──────── Records for the task

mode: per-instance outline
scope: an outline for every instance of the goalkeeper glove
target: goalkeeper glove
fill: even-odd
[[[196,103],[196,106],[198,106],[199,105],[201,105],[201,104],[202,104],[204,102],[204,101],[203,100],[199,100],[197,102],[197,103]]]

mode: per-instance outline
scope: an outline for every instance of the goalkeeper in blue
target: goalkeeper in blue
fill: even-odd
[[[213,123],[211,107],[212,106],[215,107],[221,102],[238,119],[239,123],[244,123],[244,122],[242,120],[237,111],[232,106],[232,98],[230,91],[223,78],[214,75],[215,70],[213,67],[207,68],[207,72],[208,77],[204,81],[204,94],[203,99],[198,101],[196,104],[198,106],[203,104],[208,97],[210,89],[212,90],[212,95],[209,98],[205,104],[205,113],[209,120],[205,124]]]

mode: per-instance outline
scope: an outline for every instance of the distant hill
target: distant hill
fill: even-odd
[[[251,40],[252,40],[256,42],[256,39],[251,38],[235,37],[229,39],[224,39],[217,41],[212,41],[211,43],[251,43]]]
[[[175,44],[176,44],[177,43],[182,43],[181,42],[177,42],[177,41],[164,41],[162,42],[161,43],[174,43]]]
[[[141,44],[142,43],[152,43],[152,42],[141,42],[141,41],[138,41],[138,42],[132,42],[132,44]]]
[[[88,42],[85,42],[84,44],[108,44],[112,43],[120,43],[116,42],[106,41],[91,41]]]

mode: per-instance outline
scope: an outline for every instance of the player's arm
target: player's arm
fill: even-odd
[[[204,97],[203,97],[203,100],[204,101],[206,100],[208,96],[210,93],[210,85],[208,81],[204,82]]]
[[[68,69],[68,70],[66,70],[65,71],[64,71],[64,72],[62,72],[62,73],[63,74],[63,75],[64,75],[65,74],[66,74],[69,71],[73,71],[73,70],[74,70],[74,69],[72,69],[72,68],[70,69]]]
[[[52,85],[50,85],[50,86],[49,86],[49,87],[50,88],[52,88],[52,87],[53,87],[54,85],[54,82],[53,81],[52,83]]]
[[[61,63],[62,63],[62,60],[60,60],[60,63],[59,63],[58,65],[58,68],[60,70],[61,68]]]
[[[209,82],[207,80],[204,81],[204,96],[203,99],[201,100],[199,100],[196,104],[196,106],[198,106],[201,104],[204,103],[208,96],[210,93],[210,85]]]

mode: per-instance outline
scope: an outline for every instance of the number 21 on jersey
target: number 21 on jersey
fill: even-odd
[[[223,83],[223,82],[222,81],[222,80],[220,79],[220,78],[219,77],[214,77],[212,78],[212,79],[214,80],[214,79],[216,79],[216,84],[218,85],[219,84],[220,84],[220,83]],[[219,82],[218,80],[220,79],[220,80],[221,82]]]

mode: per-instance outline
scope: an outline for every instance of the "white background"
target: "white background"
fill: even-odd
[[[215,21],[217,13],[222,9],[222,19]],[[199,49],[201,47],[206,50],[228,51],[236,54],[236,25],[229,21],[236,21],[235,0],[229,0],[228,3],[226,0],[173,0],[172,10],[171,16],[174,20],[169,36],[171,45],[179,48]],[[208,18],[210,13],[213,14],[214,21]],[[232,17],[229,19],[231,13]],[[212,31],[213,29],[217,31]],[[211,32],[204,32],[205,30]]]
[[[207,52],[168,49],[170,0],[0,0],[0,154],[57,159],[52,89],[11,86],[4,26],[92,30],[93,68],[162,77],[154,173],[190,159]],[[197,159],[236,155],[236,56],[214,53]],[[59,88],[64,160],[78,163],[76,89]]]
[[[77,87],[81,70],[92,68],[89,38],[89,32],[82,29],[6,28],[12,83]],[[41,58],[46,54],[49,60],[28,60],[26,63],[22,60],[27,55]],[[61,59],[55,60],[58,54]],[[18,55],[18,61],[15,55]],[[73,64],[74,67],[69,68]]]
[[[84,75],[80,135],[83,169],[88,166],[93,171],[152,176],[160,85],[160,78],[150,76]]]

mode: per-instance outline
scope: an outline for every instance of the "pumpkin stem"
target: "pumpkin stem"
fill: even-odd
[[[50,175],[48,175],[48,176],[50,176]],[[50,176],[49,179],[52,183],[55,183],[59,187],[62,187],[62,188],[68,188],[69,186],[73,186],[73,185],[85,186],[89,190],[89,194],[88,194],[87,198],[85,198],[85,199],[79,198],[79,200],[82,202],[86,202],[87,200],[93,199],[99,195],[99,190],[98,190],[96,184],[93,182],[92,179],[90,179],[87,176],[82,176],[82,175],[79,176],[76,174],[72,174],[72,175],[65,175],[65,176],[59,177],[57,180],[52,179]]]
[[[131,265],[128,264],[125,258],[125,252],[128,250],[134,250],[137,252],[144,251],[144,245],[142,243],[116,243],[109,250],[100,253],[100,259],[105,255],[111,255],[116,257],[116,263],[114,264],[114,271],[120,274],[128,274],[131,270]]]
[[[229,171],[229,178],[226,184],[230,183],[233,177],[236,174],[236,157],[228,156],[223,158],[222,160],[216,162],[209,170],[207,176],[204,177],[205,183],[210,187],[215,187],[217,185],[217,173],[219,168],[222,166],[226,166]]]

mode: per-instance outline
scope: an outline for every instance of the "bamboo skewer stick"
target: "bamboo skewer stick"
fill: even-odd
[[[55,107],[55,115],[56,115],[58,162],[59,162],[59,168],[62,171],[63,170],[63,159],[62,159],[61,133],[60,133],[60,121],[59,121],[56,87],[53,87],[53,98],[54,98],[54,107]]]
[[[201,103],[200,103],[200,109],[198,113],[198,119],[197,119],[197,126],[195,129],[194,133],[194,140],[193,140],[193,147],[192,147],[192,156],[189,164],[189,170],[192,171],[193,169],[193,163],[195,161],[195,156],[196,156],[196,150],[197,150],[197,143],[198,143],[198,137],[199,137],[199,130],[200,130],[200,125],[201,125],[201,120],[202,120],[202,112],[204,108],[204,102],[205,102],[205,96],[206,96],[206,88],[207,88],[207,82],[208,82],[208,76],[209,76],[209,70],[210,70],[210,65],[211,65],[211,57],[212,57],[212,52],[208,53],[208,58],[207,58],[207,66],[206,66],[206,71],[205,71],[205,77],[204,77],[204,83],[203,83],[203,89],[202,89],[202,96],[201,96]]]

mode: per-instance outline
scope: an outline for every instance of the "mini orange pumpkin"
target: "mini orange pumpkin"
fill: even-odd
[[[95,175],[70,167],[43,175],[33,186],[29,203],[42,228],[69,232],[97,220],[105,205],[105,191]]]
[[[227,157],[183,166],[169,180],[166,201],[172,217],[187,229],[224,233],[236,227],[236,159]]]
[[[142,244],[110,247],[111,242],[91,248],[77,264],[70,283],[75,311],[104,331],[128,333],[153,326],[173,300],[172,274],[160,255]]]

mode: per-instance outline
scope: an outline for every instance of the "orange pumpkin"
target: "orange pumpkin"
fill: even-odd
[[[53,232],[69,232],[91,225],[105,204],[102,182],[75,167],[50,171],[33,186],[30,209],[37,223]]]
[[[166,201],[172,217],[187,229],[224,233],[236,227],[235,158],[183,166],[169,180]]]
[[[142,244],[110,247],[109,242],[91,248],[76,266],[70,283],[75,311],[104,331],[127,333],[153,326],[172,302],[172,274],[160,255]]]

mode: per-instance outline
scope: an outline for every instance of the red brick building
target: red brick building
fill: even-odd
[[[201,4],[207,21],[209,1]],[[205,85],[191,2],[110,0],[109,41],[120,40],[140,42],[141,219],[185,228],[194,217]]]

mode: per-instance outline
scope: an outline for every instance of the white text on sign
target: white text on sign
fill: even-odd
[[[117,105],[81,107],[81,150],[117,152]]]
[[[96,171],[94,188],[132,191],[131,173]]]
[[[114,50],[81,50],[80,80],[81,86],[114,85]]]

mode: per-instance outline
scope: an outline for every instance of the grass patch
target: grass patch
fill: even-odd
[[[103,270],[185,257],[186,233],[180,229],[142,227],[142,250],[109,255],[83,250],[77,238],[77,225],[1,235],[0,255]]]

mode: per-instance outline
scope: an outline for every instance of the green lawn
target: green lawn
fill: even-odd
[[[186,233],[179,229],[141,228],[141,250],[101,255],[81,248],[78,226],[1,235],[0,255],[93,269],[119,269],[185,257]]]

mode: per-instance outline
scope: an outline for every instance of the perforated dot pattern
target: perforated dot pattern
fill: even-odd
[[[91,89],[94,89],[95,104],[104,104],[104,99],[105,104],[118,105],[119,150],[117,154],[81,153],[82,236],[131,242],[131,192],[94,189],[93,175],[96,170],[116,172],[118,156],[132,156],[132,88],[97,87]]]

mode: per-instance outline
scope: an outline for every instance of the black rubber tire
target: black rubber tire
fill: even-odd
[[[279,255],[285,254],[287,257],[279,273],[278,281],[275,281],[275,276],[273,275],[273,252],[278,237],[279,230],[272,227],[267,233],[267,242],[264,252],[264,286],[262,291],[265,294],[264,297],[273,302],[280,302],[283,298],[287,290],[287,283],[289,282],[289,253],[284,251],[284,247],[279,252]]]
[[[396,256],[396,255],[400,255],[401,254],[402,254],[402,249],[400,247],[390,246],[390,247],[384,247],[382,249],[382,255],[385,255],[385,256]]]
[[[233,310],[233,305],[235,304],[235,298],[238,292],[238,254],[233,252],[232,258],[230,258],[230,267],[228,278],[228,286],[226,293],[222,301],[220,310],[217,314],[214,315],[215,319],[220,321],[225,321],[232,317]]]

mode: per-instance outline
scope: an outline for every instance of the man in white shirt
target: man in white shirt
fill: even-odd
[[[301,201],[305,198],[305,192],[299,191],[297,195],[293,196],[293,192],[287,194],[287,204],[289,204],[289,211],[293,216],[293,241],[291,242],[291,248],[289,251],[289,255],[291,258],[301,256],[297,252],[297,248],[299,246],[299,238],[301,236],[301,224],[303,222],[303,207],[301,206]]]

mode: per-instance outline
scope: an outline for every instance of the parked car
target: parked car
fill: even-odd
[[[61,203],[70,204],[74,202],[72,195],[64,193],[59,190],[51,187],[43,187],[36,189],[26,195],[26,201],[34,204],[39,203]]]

────────────────

Requirement
Pick out every line above that contains the string "skewer" and copy each one.

Written answer
scope: an outline for every instance of the "bamboo skewer stick"
target: "bamboo skewer stick"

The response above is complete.